== What you will do ==
Scan the records beneath this line for the line holding "Every instance of the doorway" and the line holding "Every instance of the ceiling fan light", then transcribe exactly those two and all lines between.

== Data for this exercise ==
=-=-=-=-=
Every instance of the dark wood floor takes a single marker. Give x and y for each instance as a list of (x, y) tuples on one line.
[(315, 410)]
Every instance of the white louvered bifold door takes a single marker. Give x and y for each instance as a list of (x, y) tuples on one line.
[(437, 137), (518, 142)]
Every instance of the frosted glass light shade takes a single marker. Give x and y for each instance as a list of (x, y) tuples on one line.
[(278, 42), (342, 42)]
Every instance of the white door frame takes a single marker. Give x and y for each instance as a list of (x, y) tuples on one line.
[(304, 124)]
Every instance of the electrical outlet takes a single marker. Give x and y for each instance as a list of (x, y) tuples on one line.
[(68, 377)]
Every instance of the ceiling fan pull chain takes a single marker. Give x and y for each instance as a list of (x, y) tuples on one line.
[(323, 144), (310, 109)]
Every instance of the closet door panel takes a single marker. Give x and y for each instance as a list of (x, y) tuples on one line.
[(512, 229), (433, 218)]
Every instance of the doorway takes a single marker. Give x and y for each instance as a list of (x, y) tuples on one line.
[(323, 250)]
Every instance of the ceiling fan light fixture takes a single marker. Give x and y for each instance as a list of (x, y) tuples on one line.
=-=-=-=-=
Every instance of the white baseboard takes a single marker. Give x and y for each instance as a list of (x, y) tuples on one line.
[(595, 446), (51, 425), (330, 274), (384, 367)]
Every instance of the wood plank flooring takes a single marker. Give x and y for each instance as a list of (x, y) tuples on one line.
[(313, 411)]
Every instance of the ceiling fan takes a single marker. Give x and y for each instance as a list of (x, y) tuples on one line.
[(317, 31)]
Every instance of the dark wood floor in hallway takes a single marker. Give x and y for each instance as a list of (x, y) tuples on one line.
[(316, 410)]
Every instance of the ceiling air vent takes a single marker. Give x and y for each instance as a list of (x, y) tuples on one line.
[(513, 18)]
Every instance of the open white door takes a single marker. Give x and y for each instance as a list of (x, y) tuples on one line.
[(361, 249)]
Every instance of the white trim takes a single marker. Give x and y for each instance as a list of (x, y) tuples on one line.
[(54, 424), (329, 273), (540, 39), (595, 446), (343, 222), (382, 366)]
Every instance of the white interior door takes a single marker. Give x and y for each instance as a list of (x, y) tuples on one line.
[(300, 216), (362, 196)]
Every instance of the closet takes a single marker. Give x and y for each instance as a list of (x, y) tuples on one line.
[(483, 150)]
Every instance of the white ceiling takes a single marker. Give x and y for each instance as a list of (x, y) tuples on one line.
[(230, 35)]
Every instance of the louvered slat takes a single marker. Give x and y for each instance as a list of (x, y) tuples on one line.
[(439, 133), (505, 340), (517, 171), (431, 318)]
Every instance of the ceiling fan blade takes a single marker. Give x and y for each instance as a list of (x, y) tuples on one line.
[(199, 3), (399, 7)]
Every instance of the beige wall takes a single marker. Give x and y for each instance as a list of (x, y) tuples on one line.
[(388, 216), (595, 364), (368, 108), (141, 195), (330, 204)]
=-=-=-=-=
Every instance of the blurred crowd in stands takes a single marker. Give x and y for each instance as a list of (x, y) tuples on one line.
=-=-=-=-=
== Response area ==
Every instance of the doorway takes a single marker. Give x and y for each instance as a list of (x, y) tuples on one line.
[(323, 250)]
Every instance of the ceiling fan light fixture takes a single marker. Give x and y for each instance as a list of (x, y) tuples on one line.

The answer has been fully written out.